Pick out each line in the listing below that contains the word "suit".

— start —

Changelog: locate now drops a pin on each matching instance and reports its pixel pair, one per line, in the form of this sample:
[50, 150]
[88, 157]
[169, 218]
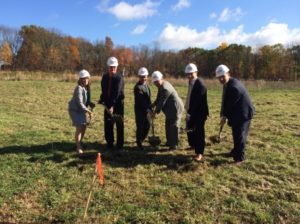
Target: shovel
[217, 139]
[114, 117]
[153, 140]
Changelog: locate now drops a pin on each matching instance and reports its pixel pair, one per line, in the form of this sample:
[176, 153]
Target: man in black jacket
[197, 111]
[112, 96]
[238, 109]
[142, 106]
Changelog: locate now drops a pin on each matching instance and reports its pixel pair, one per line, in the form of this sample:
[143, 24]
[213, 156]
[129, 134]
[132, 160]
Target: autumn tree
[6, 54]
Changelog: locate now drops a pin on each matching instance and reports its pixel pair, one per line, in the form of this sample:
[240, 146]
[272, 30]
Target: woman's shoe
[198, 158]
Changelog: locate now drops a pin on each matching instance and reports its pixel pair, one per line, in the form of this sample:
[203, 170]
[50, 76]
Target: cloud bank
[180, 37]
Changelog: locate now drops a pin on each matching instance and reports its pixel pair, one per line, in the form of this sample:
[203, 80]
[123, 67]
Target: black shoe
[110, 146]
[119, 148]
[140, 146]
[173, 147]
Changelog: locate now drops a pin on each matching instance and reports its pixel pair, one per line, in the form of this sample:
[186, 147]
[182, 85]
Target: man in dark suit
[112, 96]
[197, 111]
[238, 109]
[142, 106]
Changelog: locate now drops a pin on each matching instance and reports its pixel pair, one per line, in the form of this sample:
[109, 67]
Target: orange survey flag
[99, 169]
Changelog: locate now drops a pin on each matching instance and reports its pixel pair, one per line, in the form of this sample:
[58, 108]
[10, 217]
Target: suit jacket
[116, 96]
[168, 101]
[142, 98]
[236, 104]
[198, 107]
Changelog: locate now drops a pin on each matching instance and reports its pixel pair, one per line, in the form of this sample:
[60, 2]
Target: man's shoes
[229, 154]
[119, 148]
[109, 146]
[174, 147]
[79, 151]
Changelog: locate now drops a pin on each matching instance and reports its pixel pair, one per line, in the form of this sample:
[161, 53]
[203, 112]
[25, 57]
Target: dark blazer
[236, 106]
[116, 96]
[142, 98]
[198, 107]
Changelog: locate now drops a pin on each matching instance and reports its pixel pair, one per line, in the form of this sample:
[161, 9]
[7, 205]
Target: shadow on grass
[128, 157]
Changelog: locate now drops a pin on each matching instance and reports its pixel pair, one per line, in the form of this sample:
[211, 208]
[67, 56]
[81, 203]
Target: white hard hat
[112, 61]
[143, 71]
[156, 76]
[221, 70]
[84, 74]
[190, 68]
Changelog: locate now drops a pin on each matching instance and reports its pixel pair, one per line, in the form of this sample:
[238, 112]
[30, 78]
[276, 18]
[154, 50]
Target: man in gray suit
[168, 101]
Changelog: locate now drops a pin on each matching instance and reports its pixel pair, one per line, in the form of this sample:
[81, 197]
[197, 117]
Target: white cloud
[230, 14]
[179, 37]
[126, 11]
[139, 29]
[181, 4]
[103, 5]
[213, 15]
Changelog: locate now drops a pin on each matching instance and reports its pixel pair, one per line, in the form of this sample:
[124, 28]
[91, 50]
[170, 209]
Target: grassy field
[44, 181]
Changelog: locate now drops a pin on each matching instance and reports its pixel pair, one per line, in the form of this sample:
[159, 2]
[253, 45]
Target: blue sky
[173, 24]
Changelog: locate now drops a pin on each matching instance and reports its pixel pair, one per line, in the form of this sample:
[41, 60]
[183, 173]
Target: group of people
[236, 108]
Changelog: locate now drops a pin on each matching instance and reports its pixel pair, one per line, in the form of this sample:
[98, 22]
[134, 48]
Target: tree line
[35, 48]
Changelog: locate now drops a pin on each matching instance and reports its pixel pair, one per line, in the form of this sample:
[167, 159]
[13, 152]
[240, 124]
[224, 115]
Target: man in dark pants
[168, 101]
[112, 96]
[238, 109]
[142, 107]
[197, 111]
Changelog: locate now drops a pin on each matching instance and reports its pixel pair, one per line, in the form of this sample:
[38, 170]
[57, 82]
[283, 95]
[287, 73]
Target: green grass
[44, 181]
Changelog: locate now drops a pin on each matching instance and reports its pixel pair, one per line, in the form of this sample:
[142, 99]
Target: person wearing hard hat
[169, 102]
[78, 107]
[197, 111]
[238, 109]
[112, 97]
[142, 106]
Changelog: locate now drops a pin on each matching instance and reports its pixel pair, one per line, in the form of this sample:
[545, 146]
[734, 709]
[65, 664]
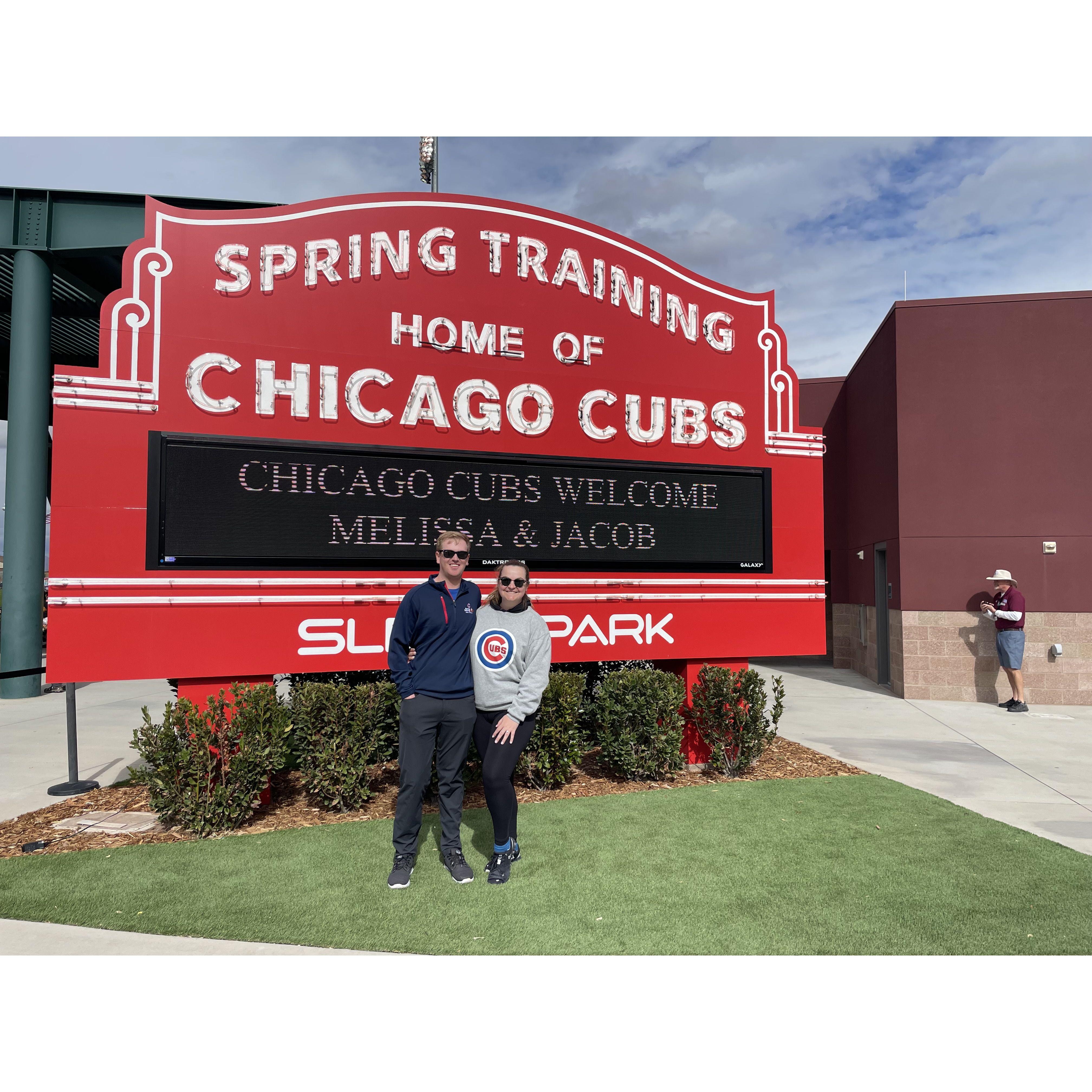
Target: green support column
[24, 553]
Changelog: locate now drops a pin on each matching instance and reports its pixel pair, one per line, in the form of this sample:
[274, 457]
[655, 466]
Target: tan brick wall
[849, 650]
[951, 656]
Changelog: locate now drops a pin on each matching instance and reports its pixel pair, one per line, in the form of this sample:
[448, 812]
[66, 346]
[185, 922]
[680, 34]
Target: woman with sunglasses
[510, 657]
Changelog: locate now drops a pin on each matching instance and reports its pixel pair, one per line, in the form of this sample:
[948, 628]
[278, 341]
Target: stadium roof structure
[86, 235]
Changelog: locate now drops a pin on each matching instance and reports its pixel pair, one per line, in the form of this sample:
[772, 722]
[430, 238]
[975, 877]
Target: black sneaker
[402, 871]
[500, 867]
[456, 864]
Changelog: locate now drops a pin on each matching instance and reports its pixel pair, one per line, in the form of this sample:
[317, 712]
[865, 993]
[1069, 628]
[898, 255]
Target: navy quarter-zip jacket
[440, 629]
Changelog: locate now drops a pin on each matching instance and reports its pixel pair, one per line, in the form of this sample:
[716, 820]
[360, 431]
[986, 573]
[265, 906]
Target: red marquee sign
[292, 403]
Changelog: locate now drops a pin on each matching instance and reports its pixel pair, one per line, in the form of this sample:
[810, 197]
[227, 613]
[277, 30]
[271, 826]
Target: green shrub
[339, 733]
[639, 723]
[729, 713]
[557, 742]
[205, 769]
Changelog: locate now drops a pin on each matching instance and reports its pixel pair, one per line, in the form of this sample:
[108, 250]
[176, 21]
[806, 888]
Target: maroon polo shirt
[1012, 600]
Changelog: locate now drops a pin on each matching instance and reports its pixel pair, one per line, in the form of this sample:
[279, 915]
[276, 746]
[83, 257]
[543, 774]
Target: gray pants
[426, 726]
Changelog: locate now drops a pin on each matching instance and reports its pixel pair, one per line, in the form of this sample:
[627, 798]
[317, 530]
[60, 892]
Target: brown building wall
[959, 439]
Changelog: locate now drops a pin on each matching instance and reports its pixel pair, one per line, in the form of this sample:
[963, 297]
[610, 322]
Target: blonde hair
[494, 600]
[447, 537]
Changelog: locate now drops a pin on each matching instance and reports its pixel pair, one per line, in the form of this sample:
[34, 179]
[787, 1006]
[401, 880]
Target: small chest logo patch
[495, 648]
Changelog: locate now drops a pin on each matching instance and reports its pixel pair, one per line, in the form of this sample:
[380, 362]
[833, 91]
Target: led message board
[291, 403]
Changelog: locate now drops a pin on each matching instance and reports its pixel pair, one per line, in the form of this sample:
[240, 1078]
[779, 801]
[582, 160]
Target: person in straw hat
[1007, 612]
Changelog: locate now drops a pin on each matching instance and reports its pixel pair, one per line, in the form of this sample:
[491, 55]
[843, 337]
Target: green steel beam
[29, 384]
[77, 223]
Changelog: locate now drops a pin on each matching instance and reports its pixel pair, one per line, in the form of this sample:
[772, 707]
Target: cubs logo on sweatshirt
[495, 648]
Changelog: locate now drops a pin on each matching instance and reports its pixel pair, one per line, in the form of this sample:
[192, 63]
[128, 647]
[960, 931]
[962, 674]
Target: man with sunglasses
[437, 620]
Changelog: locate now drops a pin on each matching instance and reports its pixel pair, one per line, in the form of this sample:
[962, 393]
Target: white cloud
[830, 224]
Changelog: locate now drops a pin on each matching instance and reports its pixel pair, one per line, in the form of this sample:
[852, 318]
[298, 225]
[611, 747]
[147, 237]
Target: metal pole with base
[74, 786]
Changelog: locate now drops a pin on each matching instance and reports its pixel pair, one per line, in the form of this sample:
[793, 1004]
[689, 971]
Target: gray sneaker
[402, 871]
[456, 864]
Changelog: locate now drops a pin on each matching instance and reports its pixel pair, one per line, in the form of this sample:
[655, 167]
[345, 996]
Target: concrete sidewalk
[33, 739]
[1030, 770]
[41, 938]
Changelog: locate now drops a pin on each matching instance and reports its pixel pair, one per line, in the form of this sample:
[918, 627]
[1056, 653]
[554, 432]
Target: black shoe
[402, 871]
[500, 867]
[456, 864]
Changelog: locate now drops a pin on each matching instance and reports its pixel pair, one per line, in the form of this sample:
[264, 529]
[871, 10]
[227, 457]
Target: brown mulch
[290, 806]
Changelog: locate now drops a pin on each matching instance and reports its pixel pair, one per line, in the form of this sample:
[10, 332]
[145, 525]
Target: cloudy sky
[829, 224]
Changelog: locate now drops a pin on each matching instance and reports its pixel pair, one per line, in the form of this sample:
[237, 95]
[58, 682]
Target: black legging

— end —

[Solution for this exercise]
Target: man in dark suit
Target: suit jacket
Target: man in gray suit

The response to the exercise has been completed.